══ SUPPLIED RECORDS
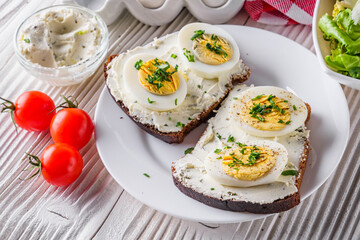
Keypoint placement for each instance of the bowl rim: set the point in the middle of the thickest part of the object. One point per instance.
(89, 61)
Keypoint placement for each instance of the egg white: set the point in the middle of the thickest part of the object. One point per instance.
(298, 117)
(200, 68)
(133, 86)
(213, 166)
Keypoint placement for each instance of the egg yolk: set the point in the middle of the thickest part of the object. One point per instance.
(266, 112)
(159, 77)
(249, 162)
(212, 49)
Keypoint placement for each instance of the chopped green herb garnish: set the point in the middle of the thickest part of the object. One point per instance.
(259, 109)
(188, 55)
(81, 32)
(160, 74)
(217, 150)
(289, 173)
(189, 150)
(216, 48)
(243, 151)
(230, 139)
(180, 124)
(138, 64)
(253, 157)
(197, 34)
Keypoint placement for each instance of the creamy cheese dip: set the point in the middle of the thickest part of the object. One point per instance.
(57, 38)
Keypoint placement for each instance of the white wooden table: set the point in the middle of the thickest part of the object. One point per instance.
(95, 206)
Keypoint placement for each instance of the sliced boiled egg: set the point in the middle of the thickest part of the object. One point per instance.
(208, 50)
(267, 111)
(155, 83)
(246, 165)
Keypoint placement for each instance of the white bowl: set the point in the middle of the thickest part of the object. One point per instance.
(67, 75)
(322, 47)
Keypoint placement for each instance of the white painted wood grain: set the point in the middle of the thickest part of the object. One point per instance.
(96, 206)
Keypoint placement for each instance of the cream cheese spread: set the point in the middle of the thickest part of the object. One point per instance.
(191, 171)
(202, 92)
(57, 38)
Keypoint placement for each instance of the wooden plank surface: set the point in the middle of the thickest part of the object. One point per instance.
(96, 207)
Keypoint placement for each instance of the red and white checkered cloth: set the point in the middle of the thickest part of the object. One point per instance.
(281, 12)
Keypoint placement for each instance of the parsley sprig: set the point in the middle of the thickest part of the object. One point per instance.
(253, 157)
(258, 110)
(160, 74)
(198, 33)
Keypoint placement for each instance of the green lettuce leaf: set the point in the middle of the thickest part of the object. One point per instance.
(345, 22)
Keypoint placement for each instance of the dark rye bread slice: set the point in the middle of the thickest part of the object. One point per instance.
(242, 206)
(177, 137)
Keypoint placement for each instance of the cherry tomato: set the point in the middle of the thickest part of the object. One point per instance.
(61, 164)
(72, 126)
(32, 111)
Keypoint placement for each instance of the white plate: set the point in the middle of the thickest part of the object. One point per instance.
(128, 152)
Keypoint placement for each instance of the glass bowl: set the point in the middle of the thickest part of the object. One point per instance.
(66, 75)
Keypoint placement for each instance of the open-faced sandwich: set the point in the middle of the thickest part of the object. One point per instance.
(253, 154)
(172, 85)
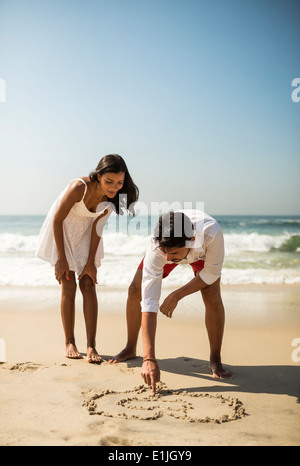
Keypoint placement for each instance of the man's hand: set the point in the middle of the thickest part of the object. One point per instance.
(151, 373)
(169, 304)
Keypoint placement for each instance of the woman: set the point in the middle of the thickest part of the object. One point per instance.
(70, 240)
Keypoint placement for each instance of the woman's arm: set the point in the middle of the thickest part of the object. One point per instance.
(73, 195)
(90, 268)
(150, 369)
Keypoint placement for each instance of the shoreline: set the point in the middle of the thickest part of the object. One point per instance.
(50, 400)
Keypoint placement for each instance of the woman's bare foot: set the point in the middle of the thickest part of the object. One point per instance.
(217, 370)
(127, 353)
(72, 352)
(92, 356)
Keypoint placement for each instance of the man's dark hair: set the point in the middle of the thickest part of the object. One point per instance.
(173, 230)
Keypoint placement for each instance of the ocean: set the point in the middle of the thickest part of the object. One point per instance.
(259, 249)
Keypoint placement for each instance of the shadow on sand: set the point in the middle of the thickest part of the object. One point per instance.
(276, 380)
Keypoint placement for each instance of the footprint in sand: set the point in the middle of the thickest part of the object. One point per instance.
(181, 405)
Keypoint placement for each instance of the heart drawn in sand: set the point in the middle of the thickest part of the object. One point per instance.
(181, 405)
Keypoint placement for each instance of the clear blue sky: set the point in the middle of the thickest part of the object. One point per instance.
(194, 94)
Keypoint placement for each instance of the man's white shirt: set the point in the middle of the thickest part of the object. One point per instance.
(207, 246)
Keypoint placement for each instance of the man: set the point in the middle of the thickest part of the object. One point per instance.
(185, 237)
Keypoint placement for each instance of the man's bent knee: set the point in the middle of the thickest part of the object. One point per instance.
(134, 290)
(86, 284)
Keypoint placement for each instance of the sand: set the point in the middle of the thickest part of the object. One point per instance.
(48, 400)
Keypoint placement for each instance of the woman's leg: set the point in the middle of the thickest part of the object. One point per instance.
(90, 310)
(133, 317)
(68, 293)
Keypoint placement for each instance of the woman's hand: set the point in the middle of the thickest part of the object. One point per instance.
(151, 373)
(91, 270)
(61, 268)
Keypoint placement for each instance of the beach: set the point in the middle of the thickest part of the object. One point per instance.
(49, 400)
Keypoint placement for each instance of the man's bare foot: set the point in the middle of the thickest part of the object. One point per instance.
(217, 370)
(127, 353)
(93, 357)
(72, 352)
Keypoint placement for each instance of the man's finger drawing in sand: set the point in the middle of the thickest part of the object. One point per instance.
(180, 237)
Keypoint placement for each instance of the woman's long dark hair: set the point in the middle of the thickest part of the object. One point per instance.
(129, 193)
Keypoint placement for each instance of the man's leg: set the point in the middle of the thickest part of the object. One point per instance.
(215, 322)
(133, 317)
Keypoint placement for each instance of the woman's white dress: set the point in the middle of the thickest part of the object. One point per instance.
(77, 230)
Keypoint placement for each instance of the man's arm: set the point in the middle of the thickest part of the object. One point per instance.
(168, 306)
(150, 370)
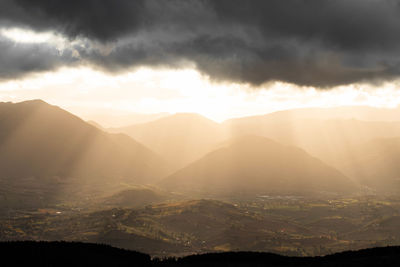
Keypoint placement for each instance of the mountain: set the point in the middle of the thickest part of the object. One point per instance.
(41, 142)
(258, 165)
(111, 118)
(376, 164)
(180, 138)
(331, 140)
(362, 113)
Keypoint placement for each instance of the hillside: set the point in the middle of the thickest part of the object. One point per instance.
(43, 147)
(376, 164)
(58, 254)
(180, 138)
(258, 165)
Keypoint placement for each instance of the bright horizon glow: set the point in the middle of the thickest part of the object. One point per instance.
(85, 91)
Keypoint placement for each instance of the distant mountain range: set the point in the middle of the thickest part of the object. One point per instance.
(258, 165)
(39, 141)
(47, 151)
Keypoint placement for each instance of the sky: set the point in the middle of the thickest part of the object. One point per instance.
(221, 59)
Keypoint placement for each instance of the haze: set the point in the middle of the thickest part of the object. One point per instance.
(183, 127)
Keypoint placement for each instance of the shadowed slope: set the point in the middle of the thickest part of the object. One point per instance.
(376, 164)
(40, 140)
(180, 138)
(257, 164)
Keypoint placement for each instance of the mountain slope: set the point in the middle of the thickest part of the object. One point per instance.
(258, 165)
(377, 164)
(180, 138)
(41, 141)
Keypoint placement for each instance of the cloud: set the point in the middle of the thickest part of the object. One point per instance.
(20, 59)
(322, 43)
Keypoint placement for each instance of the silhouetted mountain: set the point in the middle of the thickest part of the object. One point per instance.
(44, 145)
(80, 254)
(258, 165)
(180, 138)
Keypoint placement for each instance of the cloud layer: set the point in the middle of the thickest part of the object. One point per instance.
(322, 43)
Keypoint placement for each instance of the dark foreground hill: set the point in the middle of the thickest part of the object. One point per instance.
(81, 254)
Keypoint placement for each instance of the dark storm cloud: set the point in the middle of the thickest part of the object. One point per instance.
(20, 59)
(321, 43)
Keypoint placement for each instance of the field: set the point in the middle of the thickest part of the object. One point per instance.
(287, 225)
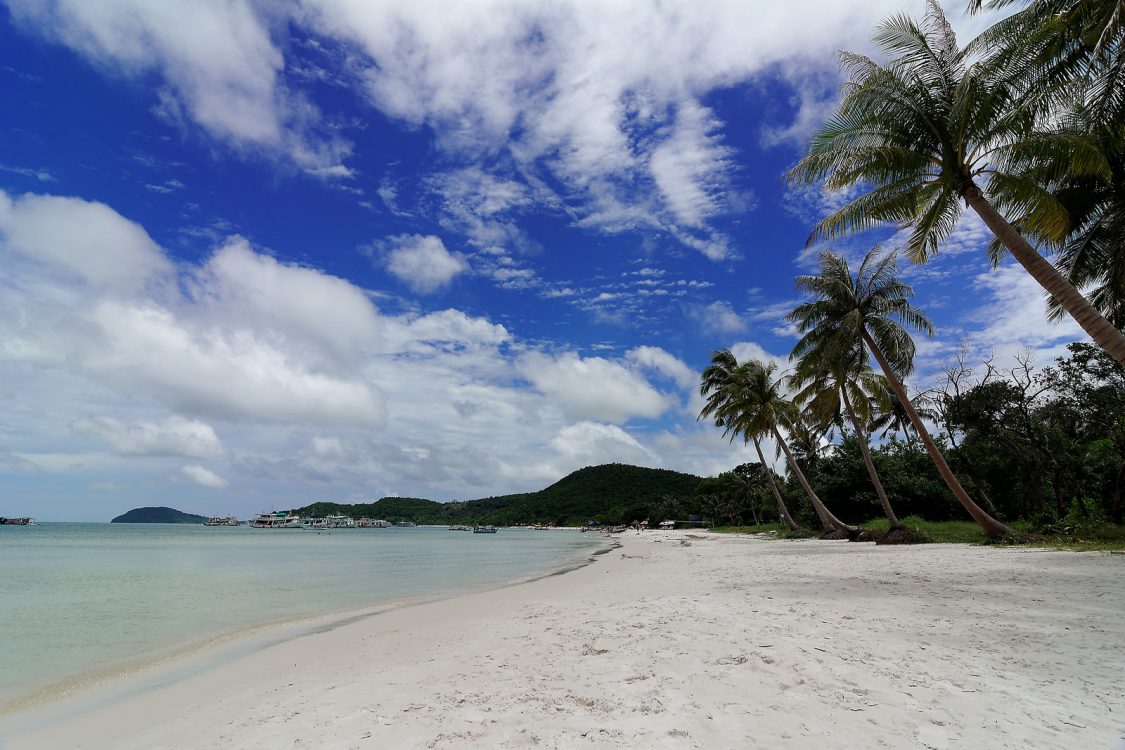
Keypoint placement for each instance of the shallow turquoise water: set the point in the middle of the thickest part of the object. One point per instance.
(77, 597)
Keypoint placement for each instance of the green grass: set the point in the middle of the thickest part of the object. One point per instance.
(1080, 538)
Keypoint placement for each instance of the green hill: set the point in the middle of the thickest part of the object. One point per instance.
(158, 515)
(612, 493)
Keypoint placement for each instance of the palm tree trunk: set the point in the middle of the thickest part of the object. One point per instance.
(991, 526)
(773, 486)
(862, 436)
(1103, 332)
(831, 522)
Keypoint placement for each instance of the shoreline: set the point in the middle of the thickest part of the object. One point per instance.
(79, 692)
(682, 640)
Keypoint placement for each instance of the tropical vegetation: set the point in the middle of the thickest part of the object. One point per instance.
(1024, 126)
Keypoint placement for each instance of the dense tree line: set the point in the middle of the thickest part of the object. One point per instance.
(1024, 127)
(610, 494)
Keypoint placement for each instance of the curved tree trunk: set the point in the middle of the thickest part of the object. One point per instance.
(788, 520)
(991, 526)
(1103, 332)
(831, 522)
(862, 436)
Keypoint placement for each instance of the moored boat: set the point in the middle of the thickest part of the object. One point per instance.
(276, 520)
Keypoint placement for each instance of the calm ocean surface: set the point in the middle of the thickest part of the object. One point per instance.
(80, 597)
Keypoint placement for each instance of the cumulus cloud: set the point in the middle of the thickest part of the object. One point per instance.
(422, 262)
(323, 310)
(593, 388)
(251, 340)
(203, 477)
(665, 363)
(171, 436)
(82, 240)
(590, 443)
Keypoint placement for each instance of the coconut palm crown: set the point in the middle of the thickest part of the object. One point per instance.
(867, 312)
(932, 128)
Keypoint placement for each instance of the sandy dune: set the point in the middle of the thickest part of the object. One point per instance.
(671, 641)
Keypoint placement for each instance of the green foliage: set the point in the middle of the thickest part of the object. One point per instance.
(158, 515)
(609, 494)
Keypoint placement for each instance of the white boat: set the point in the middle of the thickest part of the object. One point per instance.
(341, 522)
(276, 520)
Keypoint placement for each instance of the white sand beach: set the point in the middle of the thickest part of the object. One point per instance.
(678, 640)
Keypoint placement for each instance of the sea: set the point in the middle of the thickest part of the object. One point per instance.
(83, 601)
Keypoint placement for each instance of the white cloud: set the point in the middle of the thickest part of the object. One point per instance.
(331, 316)
(1014, 316)
(82, 240)
(621, 128)
(690, 166)
(203, 477)
(591, 443)
(592, 388)
(172, 436)
(665, 363)
(718, 317)
(422, 262)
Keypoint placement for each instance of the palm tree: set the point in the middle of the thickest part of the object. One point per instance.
(744, 490)
(1076, 45)
(846, 383)
(892, 416)
(721, 385)
(924, 129)
(746, 399)
(1091, 253)
(866, 312)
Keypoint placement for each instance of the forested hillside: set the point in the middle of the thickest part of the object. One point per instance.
(613, 493)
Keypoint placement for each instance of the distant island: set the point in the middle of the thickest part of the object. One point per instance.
(613, 493)
(158, 515)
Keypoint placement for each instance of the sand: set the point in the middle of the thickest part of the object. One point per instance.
(676, 640)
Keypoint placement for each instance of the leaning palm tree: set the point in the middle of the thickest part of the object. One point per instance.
(722, 383)
(892, 417)
(1091, 253)
(867, 312)
(1073, 44)
(848, 385)
(750, 404)
(929, 129)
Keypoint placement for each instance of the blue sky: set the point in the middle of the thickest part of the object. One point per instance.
(264, 253)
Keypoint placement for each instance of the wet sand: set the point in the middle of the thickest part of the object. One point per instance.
(672, 640)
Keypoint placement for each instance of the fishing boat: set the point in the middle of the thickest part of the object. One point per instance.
(276, 520)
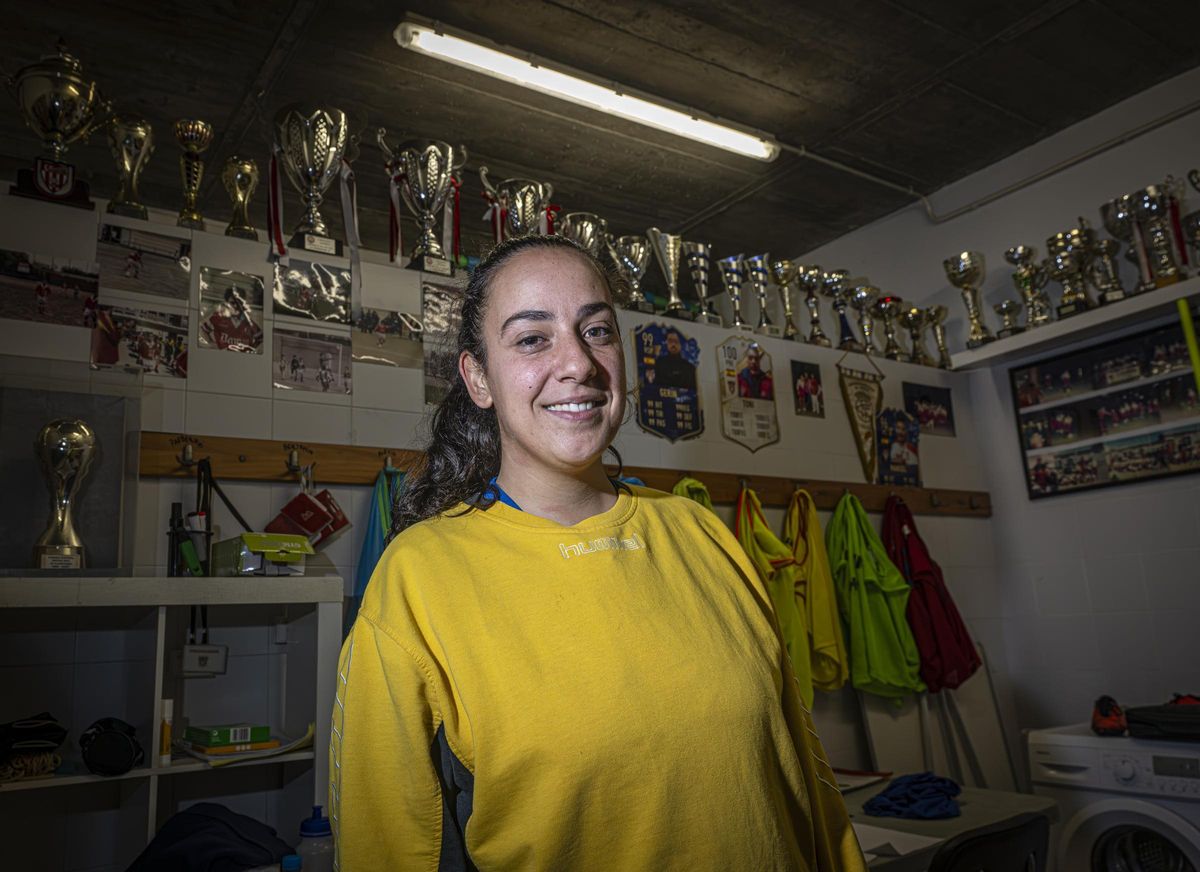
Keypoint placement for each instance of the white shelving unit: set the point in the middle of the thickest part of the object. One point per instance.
(1086, 325)
(312, 627)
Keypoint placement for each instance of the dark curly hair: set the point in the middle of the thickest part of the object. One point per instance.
(463, 452)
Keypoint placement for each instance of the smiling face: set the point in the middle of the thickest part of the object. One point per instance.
(555, 368)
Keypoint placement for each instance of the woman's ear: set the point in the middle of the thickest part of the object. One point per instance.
(472, 373)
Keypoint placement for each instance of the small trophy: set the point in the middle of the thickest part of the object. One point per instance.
(965, 271)
(699, 256)
(666, 251)
(1008, 312)
(633, 254)
(195, 137)
(66, 449)
(240, 178)
(132, 143)
(783, 274)
(756, 266)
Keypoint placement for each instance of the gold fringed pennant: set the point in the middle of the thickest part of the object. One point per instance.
(863, 395)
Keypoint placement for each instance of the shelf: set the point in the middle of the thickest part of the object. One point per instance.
(181, 768)
(70, 591)
(1128, 312)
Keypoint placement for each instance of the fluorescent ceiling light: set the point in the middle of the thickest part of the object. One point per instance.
(527, 73)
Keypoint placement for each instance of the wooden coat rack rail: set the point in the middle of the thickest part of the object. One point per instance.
(174, 455)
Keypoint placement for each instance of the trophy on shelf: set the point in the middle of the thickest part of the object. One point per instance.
(60, 107)
(631, 256)
(587, 230)
(863, 300)
(759, 277)
(195, 137)
(1030, 281)
(522, 204)
(834, 286)
(699, 257)
(132, 143)
(915, 320)
(667, 247)
(888, 308)
(783, 274)
(424, 170)
(733, 276)
(965, 271)
(240, 178)
(810, 278)
(66, 449)
(1008, 312)
(311, 142)
(936, 317)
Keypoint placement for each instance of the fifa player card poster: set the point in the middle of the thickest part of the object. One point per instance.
(748, 394)
(231, 311)
(899, 456)
(315, 290)
(139, 341)
(145, 263)
(312, 361)
(667, 388)
(52, 290)
(387, 338)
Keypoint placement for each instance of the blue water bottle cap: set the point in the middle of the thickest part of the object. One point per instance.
(315, 827)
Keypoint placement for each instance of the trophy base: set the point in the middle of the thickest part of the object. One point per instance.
(54, 182)
(59, 557)
(316, 242)
(429, 263)
(130, 210)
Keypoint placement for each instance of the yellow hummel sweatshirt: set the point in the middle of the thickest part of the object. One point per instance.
(612, 697)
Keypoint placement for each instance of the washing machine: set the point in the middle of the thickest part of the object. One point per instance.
(1125, 805)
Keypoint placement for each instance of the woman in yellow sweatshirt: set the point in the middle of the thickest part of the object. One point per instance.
(551, 671)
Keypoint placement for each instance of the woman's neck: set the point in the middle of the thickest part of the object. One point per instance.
(559, 497)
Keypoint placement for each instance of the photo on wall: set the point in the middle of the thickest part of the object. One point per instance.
(145, 263)
(807, 389)
(51, 290)
(311, 361)
(933, 408)
(231, 311)
(141, 341)
(387, 338)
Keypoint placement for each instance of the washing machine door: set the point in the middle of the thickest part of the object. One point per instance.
(1128, 835)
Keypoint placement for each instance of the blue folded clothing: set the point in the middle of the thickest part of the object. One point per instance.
(924, 797)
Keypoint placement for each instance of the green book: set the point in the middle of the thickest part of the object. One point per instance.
(227, 734)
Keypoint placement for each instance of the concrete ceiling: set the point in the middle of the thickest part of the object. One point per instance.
(919, 92)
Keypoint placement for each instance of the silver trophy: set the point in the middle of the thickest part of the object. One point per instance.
(863, 299)
(733, 276)
(835, 286)
(783, 274)
(587, 230)
(965, 271)
(1030, 281)
(66, 449)
(699, 256)
(936, 317)
(667, 247)
(633, 256)
(132, 143)
(889, 308)
(425, 169)
(915, 320)
(810, 278)
(522, 203)
(311, 140)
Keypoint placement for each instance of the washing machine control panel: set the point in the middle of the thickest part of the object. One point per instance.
(1170, 775)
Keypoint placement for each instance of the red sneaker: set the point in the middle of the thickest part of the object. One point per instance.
(1108, 719)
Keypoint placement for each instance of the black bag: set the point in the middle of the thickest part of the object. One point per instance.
(209, 837)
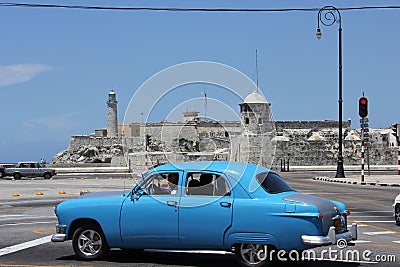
════
__PROBLEM REQUIREMENTS__: Restate word for word the lines from the one holding "Keypoint placement for each instance of the red sneaker: set" down through the last line of the records above, and do not include the pictures.

__SOLUTION TO THIS TASK__:
Keypoint placement for each instance of the red sneaker: set the point in the middle of the thickest part of the object. One point per instance.
(1108, 719)
Keypoint placement for each instance of the black bag: set the point in the middle of the thickest part of the object. One point per instance.
(209, 837)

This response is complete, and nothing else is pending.